PROBLEM
Your answer should be every line of the entries that has the string "mask" in it.

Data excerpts
◇ ◇ ◇ ◇

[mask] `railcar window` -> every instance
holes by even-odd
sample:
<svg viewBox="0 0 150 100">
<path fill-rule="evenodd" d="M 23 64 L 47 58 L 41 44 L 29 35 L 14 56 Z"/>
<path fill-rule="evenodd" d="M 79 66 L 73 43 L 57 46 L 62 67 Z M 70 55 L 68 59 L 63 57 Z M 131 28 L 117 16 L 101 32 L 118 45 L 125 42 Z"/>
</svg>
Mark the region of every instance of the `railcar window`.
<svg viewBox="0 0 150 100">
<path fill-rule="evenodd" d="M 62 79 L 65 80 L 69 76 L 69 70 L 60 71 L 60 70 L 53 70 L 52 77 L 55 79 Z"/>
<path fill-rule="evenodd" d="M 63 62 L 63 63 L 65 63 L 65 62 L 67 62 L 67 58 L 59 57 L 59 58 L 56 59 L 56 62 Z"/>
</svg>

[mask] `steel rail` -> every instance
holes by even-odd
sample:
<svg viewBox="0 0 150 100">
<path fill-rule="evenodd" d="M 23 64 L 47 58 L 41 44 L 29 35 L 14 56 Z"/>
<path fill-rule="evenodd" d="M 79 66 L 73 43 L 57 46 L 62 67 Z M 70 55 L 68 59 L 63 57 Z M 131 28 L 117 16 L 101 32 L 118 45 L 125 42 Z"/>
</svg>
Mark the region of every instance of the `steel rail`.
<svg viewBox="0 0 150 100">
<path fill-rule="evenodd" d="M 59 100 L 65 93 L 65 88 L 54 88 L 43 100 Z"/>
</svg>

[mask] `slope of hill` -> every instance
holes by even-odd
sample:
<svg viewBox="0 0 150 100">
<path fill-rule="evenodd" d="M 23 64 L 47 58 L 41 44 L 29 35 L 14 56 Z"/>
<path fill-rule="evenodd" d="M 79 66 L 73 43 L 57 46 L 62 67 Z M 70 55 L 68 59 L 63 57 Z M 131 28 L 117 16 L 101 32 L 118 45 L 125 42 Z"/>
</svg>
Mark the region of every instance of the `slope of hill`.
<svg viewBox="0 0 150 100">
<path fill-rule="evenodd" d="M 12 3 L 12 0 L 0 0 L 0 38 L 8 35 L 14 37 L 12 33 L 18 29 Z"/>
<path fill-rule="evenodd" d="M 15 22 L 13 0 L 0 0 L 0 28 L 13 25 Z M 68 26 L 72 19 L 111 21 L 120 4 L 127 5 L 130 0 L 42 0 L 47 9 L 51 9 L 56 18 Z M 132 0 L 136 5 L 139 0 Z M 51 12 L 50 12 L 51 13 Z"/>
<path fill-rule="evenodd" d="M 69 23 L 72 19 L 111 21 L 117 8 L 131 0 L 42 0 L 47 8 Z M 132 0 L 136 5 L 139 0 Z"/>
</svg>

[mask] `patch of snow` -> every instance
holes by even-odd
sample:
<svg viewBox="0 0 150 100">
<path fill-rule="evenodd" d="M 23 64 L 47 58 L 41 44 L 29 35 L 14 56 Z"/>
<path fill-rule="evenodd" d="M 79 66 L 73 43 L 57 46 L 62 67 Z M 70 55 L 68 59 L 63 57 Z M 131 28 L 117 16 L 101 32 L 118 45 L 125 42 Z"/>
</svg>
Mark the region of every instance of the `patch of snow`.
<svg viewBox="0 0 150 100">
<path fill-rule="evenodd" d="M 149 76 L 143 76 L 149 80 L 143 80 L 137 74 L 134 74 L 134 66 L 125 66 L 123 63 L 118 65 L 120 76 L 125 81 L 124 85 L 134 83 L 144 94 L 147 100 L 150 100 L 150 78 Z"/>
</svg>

◇ ◇ ◇ ◇

YOUR RESPONSE
[mask] `railcar window` -> every instance
[mask] `steel rail` -> every instance
[mask] `slope of hill` -> every instance
[mask] `patch of snow` -> every instance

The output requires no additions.